Tâches à réaliser »
A) Recopiez sans modification le passage du récit de voyage en Bolivie qui commence aux mots « Dérive partie 1 » et se termine après « de cet article. ».
B) Prolongez le récit de voyage en Bolivie en partant de sa dernière phrase.

Pitch

Fragments de voyages en Bolivie par un apprenti linguiste étudiant la langue des Siriono.

mercredi 31 août 2011

Dérive partie 1 : Cimetière de Trinidad

Je ne peux faire qu'un seul article pour la journée de dimanche et je vais donc vous en proposer deux, comme pour ma semaine à Ngirai, sauf que cette fois il n'est pas question de travail mais de tourisme et de ressentis. Mais je vais un peu vite et ne peut commencer ce récit le dimanche, je reviendrais donc à mon arrivée à Trini vendredi soir avant de vous expliquer le titre de cet article.
Aaaah, les colonnades vous manquaient, hein ?
Je quittais donc le village où j'avais eu tant de mal à entrer et ou j'avais enchaîné les changements de plans. Durant l'après midi avant mon départ je recevais un coup de fil, qui coupa au milieu faute de signal. Une fois dans la voiture je rappelle Swintha, lui annonçant que j'arrive bientôt. Elle me dit qu'elle va m'attendre pour sortir manger. Swintha est une linguiste allemande qui étudie une langue de Bolivie qui s'appelle bauré et qui est parlé au nord de ma zone, sans qu'il y ait jamais eu de contact entre les deux groupes, a priori. Elle a fini sa thèse en 2008 et elle a plus ou moins la quarantaine. Elle n'a pas du tout un look universitaire, arborant d'immenses dreadlock qui lui descendent jusqu'à la ceinture ainsi que plusieurs percings. Elle parle un peu français, mais on a plutôt échangé en espagnol. Elle venait en Bolivie quelques semaines pour chercher si il restait des locuteurs d'une langue dite disparue, le jora. Elle accompagnait également une amie à elle, étudiante en art. Les deux avaient monté un projet de livre illustré pour les enfants du village et allaient donc leur donner. Cette dernière ne parlait pas espagnol et je me suis remis à l'anglais avec difficulté.

Je passe sur la soirée de vendredi, la journée de samedi et la matinée de dimanche, qui furent très chouette, avec découverte d'un restaurant brésilien type Flunch mais en bien, avec assiette au poids, et travail studieux. Patricia, l'artiste, tente de m'expliquer son approche, que je ne comprends pas trop mais qui me semble proche de celle des situationnistes, et particulièrement de ce qu'ils nomment la dérive.

Une autre couleur de la ville
Une dérive diffère d'une promenade par son but. Il s'agit de marcher sans avoir un lieu pour objectif mais une recherche des sentiments que nous évoquent chaque lieux et des voies de circulation dans la ville. On peut arriver ainsi à dresser une sorte de carte psychogéographique du lieu visité, organisée par des unités d'ambiances et des plaques tournantes où se croisent les flux. Et lorsque Patricia m'a fait part de son envie de visiter le cimetière, je me suis dit que ce serait un excellent endroit où dériver.

Données enregistrées »
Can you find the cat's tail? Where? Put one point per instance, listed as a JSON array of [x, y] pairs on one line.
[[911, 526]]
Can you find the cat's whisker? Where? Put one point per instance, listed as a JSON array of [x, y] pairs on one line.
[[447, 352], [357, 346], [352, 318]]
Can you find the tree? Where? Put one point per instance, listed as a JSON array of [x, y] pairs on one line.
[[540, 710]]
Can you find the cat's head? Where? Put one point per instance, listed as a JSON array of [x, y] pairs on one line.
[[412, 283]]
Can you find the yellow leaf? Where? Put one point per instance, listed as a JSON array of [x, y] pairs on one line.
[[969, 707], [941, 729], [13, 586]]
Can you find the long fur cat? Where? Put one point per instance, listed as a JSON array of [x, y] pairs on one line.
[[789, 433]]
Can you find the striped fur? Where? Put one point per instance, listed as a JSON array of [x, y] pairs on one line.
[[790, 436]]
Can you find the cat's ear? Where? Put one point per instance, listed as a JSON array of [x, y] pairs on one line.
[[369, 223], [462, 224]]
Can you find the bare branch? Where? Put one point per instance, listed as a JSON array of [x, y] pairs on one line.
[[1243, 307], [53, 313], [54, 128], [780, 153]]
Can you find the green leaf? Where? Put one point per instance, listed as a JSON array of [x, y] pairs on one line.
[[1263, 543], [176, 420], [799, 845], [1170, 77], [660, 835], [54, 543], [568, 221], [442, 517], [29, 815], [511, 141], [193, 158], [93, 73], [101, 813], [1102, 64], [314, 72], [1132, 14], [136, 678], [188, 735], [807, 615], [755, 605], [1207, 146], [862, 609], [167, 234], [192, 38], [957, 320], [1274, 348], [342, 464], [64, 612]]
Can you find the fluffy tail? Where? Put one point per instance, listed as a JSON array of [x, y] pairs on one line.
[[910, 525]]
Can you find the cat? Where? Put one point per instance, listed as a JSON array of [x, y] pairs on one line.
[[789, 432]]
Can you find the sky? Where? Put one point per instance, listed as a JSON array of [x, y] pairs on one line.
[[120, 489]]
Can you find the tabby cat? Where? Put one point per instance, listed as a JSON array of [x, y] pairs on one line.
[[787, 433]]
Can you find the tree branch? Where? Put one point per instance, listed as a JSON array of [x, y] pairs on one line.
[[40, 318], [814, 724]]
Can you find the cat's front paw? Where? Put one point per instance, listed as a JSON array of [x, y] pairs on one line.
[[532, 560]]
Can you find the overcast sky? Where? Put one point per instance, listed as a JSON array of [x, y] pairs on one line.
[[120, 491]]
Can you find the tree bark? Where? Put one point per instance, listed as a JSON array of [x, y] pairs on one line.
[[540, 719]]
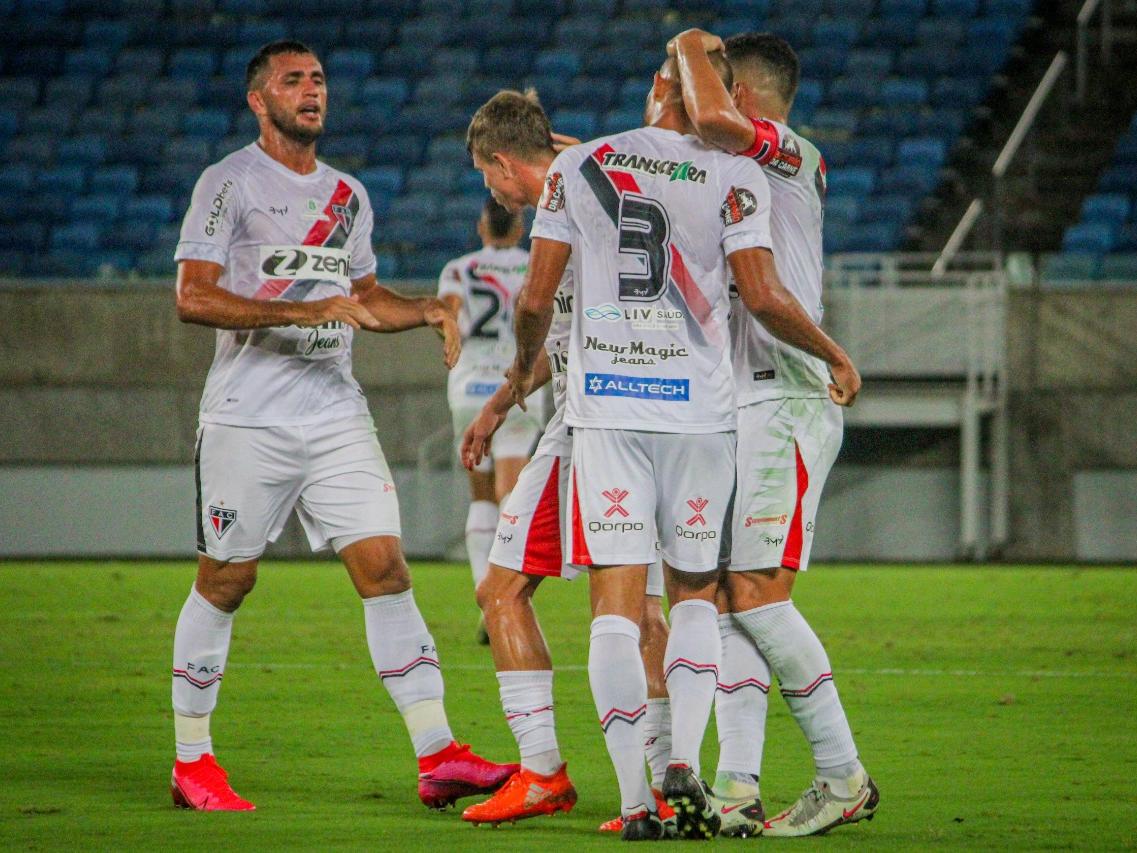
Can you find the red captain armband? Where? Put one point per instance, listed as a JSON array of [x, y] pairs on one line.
[[765, 142]]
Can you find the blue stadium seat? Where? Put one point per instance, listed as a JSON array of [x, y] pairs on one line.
[[1089, 238], [114, 180], [192, 63], [1110, 208], [86, 150], [1067, 268]]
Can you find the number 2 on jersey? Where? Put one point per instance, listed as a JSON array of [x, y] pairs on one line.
[[644, 234]]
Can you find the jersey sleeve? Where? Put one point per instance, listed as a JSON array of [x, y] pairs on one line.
[[363, 255], [745, 208], [214, 213], [553, 217], [449, 281]]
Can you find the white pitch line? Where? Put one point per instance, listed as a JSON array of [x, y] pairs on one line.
[[579, 668]]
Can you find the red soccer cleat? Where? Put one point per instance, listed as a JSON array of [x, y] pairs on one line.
[[665, 812], [455, 772], [204, 785], [525, 795]]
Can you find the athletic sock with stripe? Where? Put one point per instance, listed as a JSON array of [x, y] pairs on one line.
[[805, 679], [404, 655], [691, 668], [615, 672], [200, 649], [739, 709]]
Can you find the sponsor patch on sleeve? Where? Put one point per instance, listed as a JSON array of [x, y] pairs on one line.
[[553, 198], [738, 205]]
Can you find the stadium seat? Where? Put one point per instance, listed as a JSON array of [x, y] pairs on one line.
[[1090, 238]]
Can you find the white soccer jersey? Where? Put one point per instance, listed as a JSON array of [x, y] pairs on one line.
[[764, 366], [280, 235], [650, 215], [488, 282]]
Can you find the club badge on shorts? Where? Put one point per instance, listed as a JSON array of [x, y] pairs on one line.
[[222, 520]]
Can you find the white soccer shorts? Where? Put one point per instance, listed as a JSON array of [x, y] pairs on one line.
[[786, 449], [528, 537], [248, 480], [628, 485]]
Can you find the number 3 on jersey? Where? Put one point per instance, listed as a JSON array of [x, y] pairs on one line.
[[644, 235]]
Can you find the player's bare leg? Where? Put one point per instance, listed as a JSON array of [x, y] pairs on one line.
[[843, 792], [619, 682], [201, 644], [691, 668], [524, 672], [406, 660], [481, 524]]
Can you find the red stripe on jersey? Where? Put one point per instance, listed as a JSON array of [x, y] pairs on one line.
[[542, 543], [700, 308], [317, 234], [765, 142], [791, 557], [580, 555]]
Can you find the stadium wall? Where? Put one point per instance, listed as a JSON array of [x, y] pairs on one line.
[[99, 391]]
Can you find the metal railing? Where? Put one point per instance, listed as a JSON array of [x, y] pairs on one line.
[[1081, 59]]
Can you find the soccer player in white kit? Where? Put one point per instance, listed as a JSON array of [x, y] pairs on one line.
[[275, 255], [512, 145], [480, 288], [789, 432], [649, 221]]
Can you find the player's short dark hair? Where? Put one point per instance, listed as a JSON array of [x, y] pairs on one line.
[[670, 68], [259, 61], [769, 57], [512, 122], [499, 220]]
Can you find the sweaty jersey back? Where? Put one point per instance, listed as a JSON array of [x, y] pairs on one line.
[[764, 366], [650, 215], [280, 235]]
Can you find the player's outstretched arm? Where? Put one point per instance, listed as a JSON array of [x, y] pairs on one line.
[[475, 440], [395, 313], [533, 314], [773, 306], [710, 106], [201, 300]]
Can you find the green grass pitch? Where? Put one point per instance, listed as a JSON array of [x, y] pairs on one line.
[[995, 706]]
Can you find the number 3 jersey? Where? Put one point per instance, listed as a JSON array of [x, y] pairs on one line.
[[280, 235], [650, 216]]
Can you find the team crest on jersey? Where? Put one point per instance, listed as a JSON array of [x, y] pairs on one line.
[[345, 216], [554, 196], [222, 520], [738, 205], [788, 158]]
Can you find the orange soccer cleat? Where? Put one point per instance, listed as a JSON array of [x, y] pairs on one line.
[[204, 785], [457, 771], [665, 812], [525, 795]]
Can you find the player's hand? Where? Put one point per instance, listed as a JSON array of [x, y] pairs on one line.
[[561, 141], [440, 319], [846, 383], [338, 309], [710, 41], [521, 383], [475, 440]]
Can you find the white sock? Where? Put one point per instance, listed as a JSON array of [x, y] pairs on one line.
[[615, 672], [200, 649], [406, 661], [691, 668], [481, 527], [740, 705], [657, 738], [805, 680], [526, 698]]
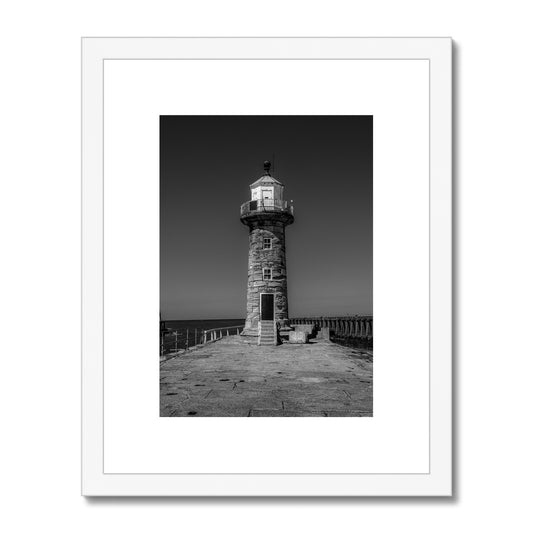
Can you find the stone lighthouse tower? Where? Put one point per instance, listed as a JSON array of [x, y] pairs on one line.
[[266, 214]]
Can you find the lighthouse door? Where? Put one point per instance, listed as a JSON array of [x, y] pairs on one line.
[[267, 306]]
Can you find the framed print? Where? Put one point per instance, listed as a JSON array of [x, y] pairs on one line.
[[261, 215]]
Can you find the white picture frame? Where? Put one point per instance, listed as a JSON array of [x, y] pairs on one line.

Liste des réponses »
A)
Dérive partie 1 : Cimetière de Trinidad

Je ne peux faire qu'un seul article pour la journée de dimanche et je vais donc vous en proposer deux, comme pour ma semaine à Ngirai, sauf que cette fois il n'est pas question de travail mais de tourisme et de ressentis. Mais je vais un peu vite et ne peut commencer ce récit le dimanche, je reviendrais donc à mon arrivée à Trini vendredi soir avant de vous expliquer le titre de cet article.

B)
Le gardien du lieu n'a pas l'air de cet avis
Nous nous y rendons vers 15h, en moto-taxi. Je reconnais un trajet que j'ai déjà fait et je situe un peu où nous sommes. L'entrée du cimetière est une immense porte en bois, entourée de colonnes sculptées en spirale. Nous entrons, entourés de gamin qui nous propose une visite. Près du porche se trouve une petite chapelle avec des gerbes de fleur. Comme vous le savez, je photographie les fleurs depuis que je suis en Bolivie, et cela me permet un premier constat : ce ne sont pas des imitations de fleurs locales. Encore plus que dans les cimetières français, se sont des symboles floraux, des illustrations de ce que sont les fleurs, mais ce ne sont pas des fleurs.

Les voilà, avec des colonnes et une vierge toute mimi
Je dérive ensuite seul dans le cimetière. Il est organisé en grandes zones mais au sein de chacune c'est de bric et de broc. Ce qui me fait réaliser à quel point nous vivons, en Europe, dans une société de l'unité et de l'uniformité. Ici, c'est le contraire, diversité des cultures et diversité des goûts sont clairement affichés. Il est impossible de trouver une rue d'une seule couleur, et c'est la même chose dans le cimetière. Il y a une variété impressionnante de tombes, et de monuments funéraires, mais j'arriverais à ceux-là plus tard. Ensemble est confus.
Oserais-je parler de pot-pourris pour décrire ce panachage ?
Le premier ressentis que me frappe est qu'il n'y a pas de volonté de quiétude. Chaque arbre est différent, certains croulants sous les fruits que viennent ramasser quelques personnes venant nettoyer la tombe d'une personne de leur famille. Les enfants jouent ou courent dans les allées sans que personne ne leur dise rien. L'idée de « reposer en paix » n'a pas été intégré par les boliviens, ni recherché par les européens ayant émigrés ici. Car ce n'est pas une coutume locale, entendons-nous bien, et je suis là dans un cimetière chrétiens.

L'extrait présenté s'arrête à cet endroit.